# [Activity]
All of the data below is to be returned unaltered.

# [Data extract]

+-------+

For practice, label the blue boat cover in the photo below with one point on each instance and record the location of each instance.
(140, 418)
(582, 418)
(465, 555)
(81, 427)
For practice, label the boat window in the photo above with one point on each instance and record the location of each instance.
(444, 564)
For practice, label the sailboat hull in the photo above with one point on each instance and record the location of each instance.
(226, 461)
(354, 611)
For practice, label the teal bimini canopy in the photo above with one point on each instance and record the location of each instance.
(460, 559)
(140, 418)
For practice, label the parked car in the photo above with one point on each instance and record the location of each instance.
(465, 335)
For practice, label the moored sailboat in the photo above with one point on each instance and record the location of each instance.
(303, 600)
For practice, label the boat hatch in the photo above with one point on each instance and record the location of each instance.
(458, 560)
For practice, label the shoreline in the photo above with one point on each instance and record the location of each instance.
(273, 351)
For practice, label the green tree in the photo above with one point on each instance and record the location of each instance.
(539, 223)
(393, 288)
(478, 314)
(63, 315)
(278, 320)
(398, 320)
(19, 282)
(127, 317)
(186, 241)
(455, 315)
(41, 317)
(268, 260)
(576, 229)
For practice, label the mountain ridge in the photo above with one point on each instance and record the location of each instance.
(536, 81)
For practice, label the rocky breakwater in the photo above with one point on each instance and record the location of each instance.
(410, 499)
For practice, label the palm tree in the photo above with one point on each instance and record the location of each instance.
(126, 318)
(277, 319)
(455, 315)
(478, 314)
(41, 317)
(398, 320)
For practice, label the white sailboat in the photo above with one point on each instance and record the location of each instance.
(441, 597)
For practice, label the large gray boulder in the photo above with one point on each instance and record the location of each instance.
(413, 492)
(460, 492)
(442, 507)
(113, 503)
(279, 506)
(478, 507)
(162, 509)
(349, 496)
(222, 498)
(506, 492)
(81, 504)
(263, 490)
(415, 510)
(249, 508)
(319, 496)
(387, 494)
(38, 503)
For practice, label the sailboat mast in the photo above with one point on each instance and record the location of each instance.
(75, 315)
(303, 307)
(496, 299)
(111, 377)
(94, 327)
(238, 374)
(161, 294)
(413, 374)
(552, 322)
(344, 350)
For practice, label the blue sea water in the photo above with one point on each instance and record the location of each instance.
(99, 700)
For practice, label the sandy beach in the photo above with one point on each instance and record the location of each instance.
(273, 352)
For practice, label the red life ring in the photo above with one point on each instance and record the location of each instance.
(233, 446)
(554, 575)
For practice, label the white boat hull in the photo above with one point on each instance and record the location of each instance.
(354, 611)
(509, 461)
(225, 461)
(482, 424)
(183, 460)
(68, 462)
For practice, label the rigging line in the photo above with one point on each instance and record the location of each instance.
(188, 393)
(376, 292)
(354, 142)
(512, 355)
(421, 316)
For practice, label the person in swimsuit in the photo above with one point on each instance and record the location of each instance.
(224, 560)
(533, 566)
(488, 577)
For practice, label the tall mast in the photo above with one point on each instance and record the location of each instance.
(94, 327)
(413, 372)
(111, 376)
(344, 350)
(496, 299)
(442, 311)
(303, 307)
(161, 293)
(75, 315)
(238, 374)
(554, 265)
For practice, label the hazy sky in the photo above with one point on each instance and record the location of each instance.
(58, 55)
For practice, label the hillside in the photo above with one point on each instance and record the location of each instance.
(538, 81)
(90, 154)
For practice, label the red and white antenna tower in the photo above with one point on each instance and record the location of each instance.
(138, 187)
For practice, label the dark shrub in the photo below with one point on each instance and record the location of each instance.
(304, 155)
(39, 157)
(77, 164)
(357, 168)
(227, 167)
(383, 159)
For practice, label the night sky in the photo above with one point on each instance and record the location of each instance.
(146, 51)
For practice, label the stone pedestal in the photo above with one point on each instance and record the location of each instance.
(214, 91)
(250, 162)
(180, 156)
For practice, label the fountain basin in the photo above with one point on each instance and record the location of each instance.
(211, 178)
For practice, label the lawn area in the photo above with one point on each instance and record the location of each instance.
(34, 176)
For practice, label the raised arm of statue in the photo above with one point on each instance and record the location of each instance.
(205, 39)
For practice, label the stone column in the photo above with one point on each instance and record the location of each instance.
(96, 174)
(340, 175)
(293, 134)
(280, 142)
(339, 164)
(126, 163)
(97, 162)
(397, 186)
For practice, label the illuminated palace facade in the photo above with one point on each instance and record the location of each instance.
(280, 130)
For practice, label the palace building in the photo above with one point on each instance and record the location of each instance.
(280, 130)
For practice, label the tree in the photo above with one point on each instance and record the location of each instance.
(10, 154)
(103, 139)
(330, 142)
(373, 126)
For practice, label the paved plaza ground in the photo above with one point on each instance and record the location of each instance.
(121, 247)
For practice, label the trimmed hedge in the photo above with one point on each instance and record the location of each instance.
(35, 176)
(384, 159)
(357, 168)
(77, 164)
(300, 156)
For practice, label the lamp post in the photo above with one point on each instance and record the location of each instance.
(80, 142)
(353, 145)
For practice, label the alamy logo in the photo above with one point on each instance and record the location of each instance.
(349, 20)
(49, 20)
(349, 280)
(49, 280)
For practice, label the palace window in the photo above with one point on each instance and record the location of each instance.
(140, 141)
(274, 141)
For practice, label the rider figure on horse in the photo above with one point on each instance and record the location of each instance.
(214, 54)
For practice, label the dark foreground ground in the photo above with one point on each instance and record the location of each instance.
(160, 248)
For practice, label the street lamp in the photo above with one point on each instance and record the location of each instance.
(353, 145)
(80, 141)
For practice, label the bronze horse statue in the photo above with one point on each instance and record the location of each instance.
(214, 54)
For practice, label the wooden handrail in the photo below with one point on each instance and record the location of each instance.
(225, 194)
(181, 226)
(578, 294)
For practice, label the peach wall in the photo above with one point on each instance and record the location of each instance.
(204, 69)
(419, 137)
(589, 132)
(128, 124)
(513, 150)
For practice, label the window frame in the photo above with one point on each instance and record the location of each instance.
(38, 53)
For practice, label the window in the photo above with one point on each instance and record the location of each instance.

+-------+

# [Answer to this exercise]
For practice, label the blue boat cover in the photo below with one point on each instance and record the location of each instance.
(140, 418)
(582, 418)
(465, 555)
(81, 427)
For practice, label the boat window in the photo above with one point on each instance and record the location of each instance.
(444, 564)
For practice, label the sailboat hull in the photo above with one point on each instance and record the location of each instance.
(226, 461)
(354, 611)
For practice, label the teal bimini canopy in the photo above with one point on each instance and record the location of each instance.
(460, 559)
(140, 418)
For practice, label the parked car in the photo above with one point on each instance and record the location of each instance.
(465, 335)
For practice, label the moored sailboat in the photo above with one point on each instance and record the location of each instance.
(303, 600)
For practice, label the boat hatch in the photo above with one point on each instance and record the location of each instance.
(458, 560)
For practice, label the shoreline in the photo above with one point on each instance and record the location of each instance.
(273, 351)
For practice, label the green tree in the photo above with one point on each instance and record the location of each instance.
(539, 223)
(393, 288)
(478, 314)
(63, 315)
(278, 320)
(398, 320)
(19, 282)
(127, 317)
(186, 241)
(455, 315)
(41, 317)
(268, 260)
(576, 229)
For practice, label the mountain ridge in the photo above with one point on each instance and record the location of each instance.
(536, 81)
For practice, label the rocky breakwater in the photo above with one point on each instance and record the location of each instance.
(410, 499)
For practice, label the palm tree in the photo above with one point on each instance and record the location of each instance.
(126, 318)
(277, 319)
(455, 315)
(478, 314)
(41, 317)
(398, 320)
For practice, label the white sailboat in the photo above with one point on each instance and record the location of each instance.
(441, 597)
For practice, label the large gray boulder in the photo above with one point on each instance and record the location of each instance.
(413, 492)
(460, 492)
(442, 507)
(113, 503)
(279, 506)
(478, 507)
(162, 509)
(349, 496)
(222, 498)
(506, 492)
(81, 504)
(263, 490)
(415, 510)
(249, 508)
(319, 496)
(387, 494)
(38, 503)
For practice, label the sailboat mast in the photo above with one point on each instance and record the location of each instance.
(75, 315)
(303, 307)
(496, 299)
(111, 377)
(94, 327)
(238, 374)
(161, 294)
(413, 374)
(552, 322)
(344, 350)
For practice, label the blue sea water in the photo above with one point on each instance and record the location of each instance.
(99, 700)
For practice, label the sandy beach in the photo above with one point on each instance and record the location of each instance.
(273, 352)
For practice, label the red life ring in the photo above with one point on each instance and record the location of each instance.
(233, 446)
(554, 575)
For practice, label the white boat hull in the photo above with one point on each instance and record the location of each instance.
(354, 611)
(509, 461)
(225, 461)
(482, 424)
(183, 460)
(68, 462)
For practice, label the rigging line in the photo above with one point on each instance and record the location of each instance.
(188, 393)
(376, 292)
(354, 142)
(512, 355)
(421, 316)
For practice, label the person in swimsuit in the photo above with one point on each instance and record the location of each instance.
(224, 560)
(533, 566)
(488, 577)
For practice, label the tall mast in the photo above with one point on each instance and record the location of each instance.
(94, 327)
(413, 372)
(111, 376)
(344, 350)
(496, 299)
(442, 311)
(303, 307)
(161, 293)
(75, 315)
(238, 374)
(554, 265)
For practice, label the hazy sky in the photo above with one point on each instance and record the location of each instance.
(58, 55)
For practice, label the hillside in the photo above with one point on each instance and record the location of each instance.
(538, 81)
(90, 154)
For practice, label the red and white antenna tower in the photo above with one point on each instance and record the location of each instance.
(138, 187)
For practice, label the dark shrub in the photo below with one point on each instance and record the location of each instance.
(304, 155)
(39, 157)
(77, 164)
(357, 168)
(227, 167)
(383, 159)
For practice, label the night sky in the photo above with one point on each instance and record the location of each instance.
(146, 51)
For practice, label the stone pedestal in the photo above with one point on each instance and record the location of each instance.
(214, 91)
(250, 162)
(180, 156)
For practice, label the fountain basin in the photo above with one point on each instance and record the location of each instance.
(211, 178)
For practice, label the lawn area in the photo above with one point on each instance and record the location of each instance.
(34, 176)
For practice, label the raised arm of statue in the photo above with one point on each instance and record the location of each instance.
(205, 39)
For practice, label the stone column in the photo above with one point on each instance and record the location of each instance.
(96, 174)
(340, 175)
(293, 134)
(280, 142)
(339, 164)
(126, 163)
(97, 162)
(397, 186)
For practice, label the illuminated palace facade in the photo above with one point on each instance and record the location of each instance.
(280, 130)
For practice, label the palace building in the photo above with one point on each instance and record the location of each instance.
(280, 130)
For practice, label the tree in the photo above with one point on each instance and record the location of each instance.
(10, 154)
(103, 139)
(330, 142)
(373, 126)
For practice, label the paved plaza ground in the photo above with one point on each instance and record the location of each instance.
(121, 247)
For practice, label the trimmed hedge in the photo above with one point on each instance and record the location of each instance.
(35, 176)
(384, 159)
(357, 168)
(77, 164)
(300, 156)
For practice, label the lamp post in the photo above with one point on each instance and record the location of each instance.
(80, 142)
(353, 145)
For practice, label the alamy logo in the photo above with one point on each instance and record the location of each instance.
(349, 20)
(49, 20)
(349, 280)
(49, 280)
For practice, label the palace window in the photo above with one point on each instance and record the location of each instance.
(140, 141)
(274, 141)
For practice, label the rider figure on horse in the photo above with one point on each instance and record the location of each instance.
(214, 54)
For practice, label the dark foreground ground in the photo above with one point on each instance and record the location of each instance.
(160, 248)
For practice, label the street lamp in the photo above with one point on each instance and record the location of each instance.
(353, 145)
(80, 141)
For practice, label the bronze horse statue in the photo above with one point on each instance and record the location of each instance.
(214, 54)
For practice, label the wooden handrail in the photo below with one point on each instance and record the location of each instance.
(225, 194)
(181, 226)
(578, 294)
For practice, label the peach wall in the photo above with one point on each instance and record the location of each instance.
(204, 69)
(419, 137)
(589, 132)
(128, 124)
(513, 150)
For practice, label the window frame in the photo above with one point on each instance and record the location of each instance.
(38, 53)
For practice, label the window in the photo above with one point on each instance and record the location of each instance.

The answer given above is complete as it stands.